Défi 1: Recopiez le passage de la critique de St. Anger, depuis « Avec St. Anger, Metallica » jusqu'à « plus avancés ! ».
Défi 2: Présentez sous forme de liste le paragraphe de la critique de St. Anger qui commence par « 1983-2003. Après 20 ans », en conservant ses faits principaux.
Défi 3: Rédigez la suite de la critique de St. Anger à partir de l'endroit où elle s'arrête.

Avec St. Anger, Metallica devait prouver qu’il existait encore. A ses fans autant qu’à ses
détracteurs... Voire à lui-même. Pari réussi ? Au vu de la polémique qu’a provoqué ce nouvel
opus, oui. Une bombe de controverse comparable en leur temps au Black Album ou à Load.
1983-2003. Après 20 ans d’existence discographique, on annonçait déjà St. Anger comme un retour
aux sources. Il n’en est rien. Il n’en a jamais été question d’ailleurs. Metallica n’a jamais
fait de déclarations en ce sens. Tout juste s’est-il risqué à quelques comparaisons pour les
fans qui ne peuvent juger un album qu’en « comparant » : on parlait alors d’agressivité digne
d’un Kill’em All, bénéficiant des 20 ans d’expérience du groupe. Autant dire que nous n’étions
pas plus avancés !
A l’heure H, ce 5 juin 2003, la surprise n’est pas totale. Nous avons eu droit à une foultitude
de fakes sur le net, puis le JITS nous en a dévoilé des bribes. La presse spécialisée a mis des
mots dessus. Le clip de St. Anger nous est ensuite parvenu, précédant de peu des extraits du
DVD live. Enfin les MP3 ont envahi nos ordinateurs avant la date fatidique, avant que nous
ayons l’objet convoité entre les mains. Mais ce fichu album attendu depuis si longtemps est là,
enfin là !
Le digipak est superbe. Pushead (qui avait déjà signé tout l’artwork de Justice - sauf la cover)

Données:
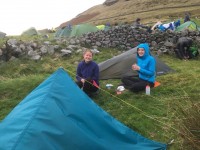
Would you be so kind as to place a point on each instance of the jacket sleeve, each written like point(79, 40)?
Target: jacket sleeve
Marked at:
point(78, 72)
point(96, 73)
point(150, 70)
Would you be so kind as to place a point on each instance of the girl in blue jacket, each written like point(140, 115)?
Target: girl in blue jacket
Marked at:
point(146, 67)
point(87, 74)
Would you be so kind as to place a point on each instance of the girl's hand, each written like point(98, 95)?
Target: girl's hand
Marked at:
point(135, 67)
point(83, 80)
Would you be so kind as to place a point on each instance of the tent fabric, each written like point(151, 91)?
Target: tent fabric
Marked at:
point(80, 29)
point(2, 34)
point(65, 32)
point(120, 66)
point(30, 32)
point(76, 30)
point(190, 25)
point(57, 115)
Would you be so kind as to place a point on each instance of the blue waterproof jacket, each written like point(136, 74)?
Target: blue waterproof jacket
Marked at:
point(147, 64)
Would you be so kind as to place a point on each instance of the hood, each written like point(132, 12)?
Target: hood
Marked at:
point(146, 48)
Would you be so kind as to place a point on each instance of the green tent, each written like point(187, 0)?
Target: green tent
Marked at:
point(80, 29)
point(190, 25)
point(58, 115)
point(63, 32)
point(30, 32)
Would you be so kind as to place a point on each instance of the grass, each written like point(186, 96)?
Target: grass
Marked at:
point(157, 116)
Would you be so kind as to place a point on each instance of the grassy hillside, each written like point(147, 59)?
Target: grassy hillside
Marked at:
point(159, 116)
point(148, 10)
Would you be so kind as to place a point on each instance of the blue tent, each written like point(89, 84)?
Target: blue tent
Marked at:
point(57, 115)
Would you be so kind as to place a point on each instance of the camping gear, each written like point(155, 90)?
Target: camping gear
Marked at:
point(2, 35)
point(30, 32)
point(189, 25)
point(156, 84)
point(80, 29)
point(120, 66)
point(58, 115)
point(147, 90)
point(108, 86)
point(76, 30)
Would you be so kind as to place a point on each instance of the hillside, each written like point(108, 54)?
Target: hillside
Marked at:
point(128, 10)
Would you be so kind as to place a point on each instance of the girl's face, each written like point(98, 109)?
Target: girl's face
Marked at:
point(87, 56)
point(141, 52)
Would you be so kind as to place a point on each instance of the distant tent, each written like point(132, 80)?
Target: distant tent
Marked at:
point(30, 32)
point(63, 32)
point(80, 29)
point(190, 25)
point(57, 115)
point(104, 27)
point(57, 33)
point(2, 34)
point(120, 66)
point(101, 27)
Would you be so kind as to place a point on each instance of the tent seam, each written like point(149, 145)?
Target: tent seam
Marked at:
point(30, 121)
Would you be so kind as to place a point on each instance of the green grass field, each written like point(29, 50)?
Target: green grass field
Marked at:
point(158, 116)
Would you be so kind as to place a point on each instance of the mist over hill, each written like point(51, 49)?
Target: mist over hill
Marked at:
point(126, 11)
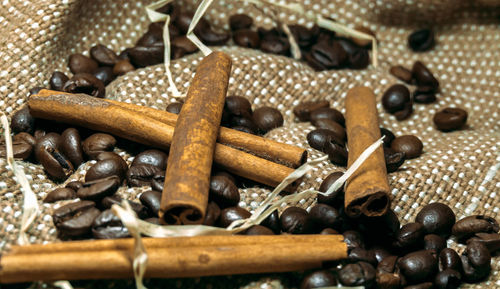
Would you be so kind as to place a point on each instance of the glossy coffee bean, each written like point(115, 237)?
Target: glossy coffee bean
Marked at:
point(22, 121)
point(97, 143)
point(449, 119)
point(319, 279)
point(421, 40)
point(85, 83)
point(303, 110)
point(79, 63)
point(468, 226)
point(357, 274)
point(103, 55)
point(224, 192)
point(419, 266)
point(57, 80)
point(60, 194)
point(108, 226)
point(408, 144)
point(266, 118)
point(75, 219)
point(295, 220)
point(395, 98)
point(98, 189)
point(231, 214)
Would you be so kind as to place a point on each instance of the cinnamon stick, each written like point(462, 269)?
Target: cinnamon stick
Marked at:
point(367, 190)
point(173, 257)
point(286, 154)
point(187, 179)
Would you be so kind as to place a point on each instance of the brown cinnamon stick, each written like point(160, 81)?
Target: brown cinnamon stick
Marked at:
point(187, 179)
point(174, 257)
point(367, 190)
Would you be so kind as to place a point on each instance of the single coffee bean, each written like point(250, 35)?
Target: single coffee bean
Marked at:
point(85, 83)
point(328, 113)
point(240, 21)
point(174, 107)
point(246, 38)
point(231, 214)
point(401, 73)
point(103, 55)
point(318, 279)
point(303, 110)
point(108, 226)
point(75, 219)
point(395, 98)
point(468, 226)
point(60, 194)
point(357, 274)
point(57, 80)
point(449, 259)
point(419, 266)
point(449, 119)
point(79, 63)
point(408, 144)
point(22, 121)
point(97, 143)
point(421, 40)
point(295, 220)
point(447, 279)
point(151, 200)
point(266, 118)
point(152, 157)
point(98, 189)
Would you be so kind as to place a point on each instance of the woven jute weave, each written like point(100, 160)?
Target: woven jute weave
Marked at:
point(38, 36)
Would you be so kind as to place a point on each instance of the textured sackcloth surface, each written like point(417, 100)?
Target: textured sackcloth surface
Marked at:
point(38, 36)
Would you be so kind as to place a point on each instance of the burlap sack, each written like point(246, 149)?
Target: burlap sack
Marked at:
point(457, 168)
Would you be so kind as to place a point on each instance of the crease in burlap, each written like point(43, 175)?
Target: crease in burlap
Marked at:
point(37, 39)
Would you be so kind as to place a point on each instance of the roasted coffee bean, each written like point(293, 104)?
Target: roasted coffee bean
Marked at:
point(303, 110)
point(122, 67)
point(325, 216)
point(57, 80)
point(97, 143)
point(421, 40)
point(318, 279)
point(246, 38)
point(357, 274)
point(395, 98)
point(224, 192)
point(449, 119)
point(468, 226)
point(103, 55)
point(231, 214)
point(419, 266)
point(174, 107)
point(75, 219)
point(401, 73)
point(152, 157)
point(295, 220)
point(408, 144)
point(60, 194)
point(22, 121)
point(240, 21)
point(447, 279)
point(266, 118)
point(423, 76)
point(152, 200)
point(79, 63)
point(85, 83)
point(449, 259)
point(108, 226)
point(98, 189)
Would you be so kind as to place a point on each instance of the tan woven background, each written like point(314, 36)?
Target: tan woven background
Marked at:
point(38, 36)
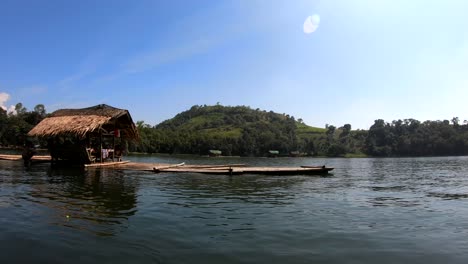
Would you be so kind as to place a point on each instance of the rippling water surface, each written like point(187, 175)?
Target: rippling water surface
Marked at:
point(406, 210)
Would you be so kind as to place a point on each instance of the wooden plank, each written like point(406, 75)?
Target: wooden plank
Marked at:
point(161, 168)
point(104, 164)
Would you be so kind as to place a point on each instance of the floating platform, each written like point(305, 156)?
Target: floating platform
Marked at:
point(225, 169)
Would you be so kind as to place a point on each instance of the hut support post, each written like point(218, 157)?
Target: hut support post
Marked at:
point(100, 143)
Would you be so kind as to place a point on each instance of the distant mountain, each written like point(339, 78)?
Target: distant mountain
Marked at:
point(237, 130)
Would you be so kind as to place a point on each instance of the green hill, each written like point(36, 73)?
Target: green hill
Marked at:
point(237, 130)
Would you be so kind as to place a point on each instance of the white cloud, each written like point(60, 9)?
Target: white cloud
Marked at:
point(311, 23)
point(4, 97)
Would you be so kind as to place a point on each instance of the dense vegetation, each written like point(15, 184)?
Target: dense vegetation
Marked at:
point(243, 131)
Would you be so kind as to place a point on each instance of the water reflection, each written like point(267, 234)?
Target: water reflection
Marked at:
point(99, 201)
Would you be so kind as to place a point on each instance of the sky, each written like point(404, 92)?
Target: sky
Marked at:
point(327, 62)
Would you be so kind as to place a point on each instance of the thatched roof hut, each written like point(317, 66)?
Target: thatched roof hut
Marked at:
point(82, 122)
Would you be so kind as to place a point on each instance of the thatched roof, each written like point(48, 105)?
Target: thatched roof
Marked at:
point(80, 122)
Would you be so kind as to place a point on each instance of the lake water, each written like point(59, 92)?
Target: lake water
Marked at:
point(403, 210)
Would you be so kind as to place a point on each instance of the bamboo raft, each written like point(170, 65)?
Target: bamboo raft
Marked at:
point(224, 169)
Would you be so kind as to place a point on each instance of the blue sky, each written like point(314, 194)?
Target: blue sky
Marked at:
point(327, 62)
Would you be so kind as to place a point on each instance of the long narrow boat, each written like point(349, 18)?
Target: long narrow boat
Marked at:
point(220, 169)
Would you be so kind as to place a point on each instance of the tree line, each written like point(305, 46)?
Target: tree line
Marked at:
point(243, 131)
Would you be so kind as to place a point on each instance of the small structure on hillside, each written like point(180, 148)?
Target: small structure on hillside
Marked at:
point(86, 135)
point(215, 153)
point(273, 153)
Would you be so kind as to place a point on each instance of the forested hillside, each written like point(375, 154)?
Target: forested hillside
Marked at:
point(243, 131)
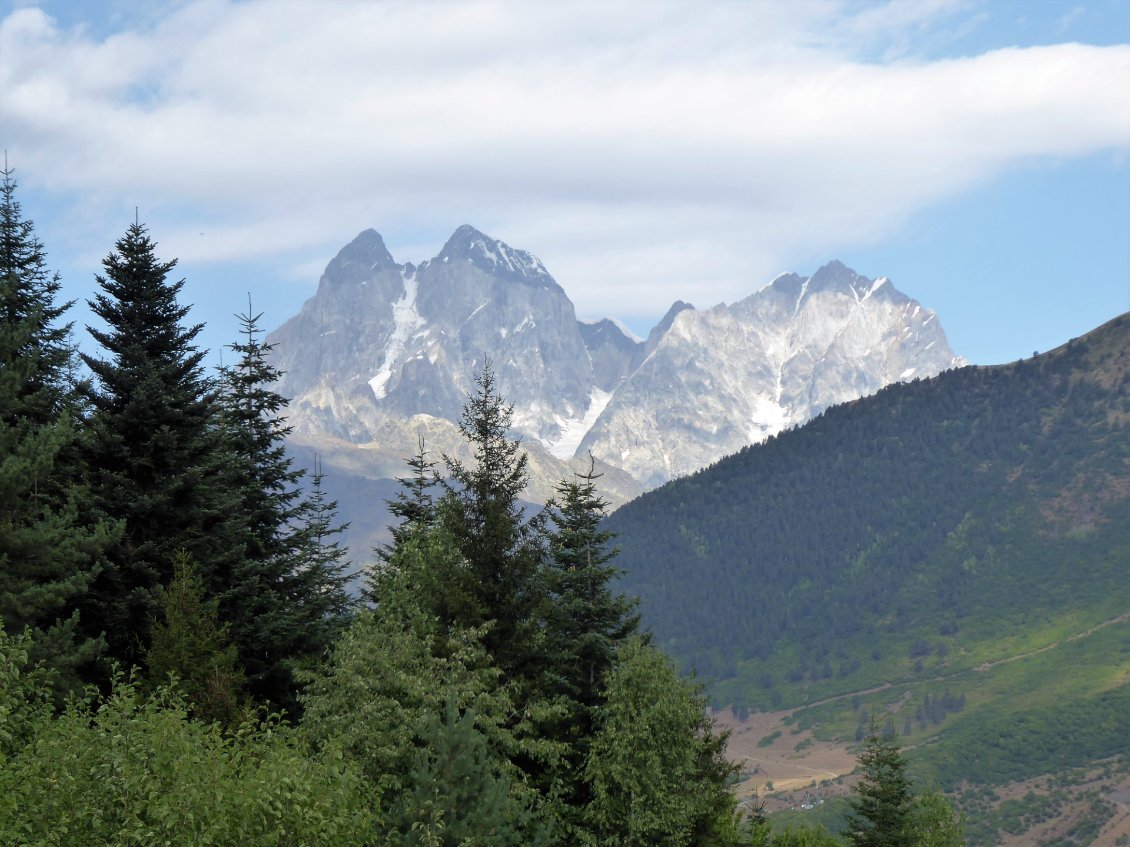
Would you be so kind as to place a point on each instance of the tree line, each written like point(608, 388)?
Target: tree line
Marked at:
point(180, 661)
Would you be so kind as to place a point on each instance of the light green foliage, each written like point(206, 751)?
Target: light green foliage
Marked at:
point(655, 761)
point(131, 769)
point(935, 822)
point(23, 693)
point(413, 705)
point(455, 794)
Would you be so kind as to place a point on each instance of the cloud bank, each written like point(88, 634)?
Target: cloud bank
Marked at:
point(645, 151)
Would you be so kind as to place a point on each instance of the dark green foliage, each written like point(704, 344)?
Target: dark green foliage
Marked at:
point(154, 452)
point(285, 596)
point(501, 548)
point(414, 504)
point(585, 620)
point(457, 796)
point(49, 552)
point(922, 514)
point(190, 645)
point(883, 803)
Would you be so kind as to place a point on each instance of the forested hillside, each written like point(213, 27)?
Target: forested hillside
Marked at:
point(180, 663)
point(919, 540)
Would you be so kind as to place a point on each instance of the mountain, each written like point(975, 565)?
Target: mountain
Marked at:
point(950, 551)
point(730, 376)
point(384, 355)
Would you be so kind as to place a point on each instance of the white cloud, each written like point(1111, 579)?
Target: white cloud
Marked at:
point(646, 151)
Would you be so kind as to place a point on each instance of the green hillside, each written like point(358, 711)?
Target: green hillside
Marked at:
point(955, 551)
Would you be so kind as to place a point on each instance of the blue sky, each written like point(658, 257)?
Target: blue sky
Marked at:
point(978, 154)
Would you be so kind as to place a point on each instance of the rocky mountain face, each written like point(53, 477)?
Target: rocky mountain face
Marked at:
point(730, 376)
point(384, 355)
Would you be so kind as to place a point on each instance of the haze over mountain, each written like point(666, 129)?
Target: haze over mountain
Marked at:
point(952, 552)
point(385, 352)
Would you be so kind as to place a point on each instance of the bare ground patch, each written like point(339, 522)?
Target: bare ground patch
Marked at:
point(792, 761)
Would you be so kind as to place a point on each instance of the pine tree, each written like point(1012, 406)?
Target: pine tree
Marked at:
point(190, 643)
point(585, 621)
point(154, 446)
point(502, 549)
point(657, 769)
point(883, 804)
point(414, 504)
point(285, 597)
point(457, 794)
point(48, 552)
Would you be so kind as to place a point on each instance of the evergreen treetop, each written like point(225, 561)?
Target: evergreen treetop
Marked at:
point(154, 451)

Résultat 1:
Avec St. Anger, Metallica devait prouver qu’il existait encore. A ses fans autant qu’à ses
détracteurs... Voire à lui-même. Pari réussi ? Au vu de la polémique qu’a provoqué ce nouvel
opus, oui. Une bombe de controverse comparable en leur temps au Black Album ou à Load.
1983-2003. Après 20 ans d’existence discographique, on annonçait déjà St. Anger comme un retour
aux sources. Il n’en est rien. Il n’en a jamais été question d’ailleurs. Metallica n’a jamais
fait de déclarations en ce sens. Tout juste s’est-il risqué à quelques comparaisons pour les
fans qui ne peuvent juger un album qu’en « comparant » : on parlait alors d’agressivité digne
d’un Kill’em All, bénéficiant des 20 ans d’expérience du groupe. Autant dire que nous n’étions
pas plus avancés !

Résultat 2:
- Après 20 ans d'existence discographique (1983-2003), St. Anger était annoncé comme un retour aux sources.
- Ce n'en est pas un, et il n'en a jamais été question : Metallica n'a fait aucune déclaration en ce sens.
- Le groupe s'est seulement risqué à quelques comparaisons pour les fans, évoquant une agressivité digne de Kill'em All, enrichie de 20 ans d'expérience.
- Ces comparaisons n'ont guère apporté d'éclairage.

Résultat 3:
a fait un travail qui, s’il ne déroute pas par son originalité, créera la polémique sur les
goûts et les couleurs... Attaquons tout de suite les bonus (anti-copies de l’album ?) : assez
anecdotique (quoique), un code Internet glissé dans l’album permet de se connecter sur le site
Metallicavault.com et y télécharger trois boots (1994, 1996 et 1998). Plus intéressant, le DVD
est une idée géniale et voir le groupe (Rob Trujillo à la basse) se faire St. Anger en intégral
en studio est carrément grandiose ! Une vidéo signée Wayne Isham (Cunning Stunts, S&M, I
Disappear, etc...) dont le côté « brute » colle à l’album.
Car St. Anger est primaire, sa musique est brutale. Alors que le groupe se cherchait entre le
départ de Jason et la cure de James, alors que l’avenir était incertain, Metallica a laissé
libre court à ses pulsions, à la « colère ». James, Lars, Kirk (mais aussi Bob Rock -
producteur, bassiste et crédité à la composition) ont voulu exprimer puissamment leurs
sentiments avec un album plein de hargne. Un exutoire dont l’écoute n’est pas si simple pour
nous, fans ou profanes.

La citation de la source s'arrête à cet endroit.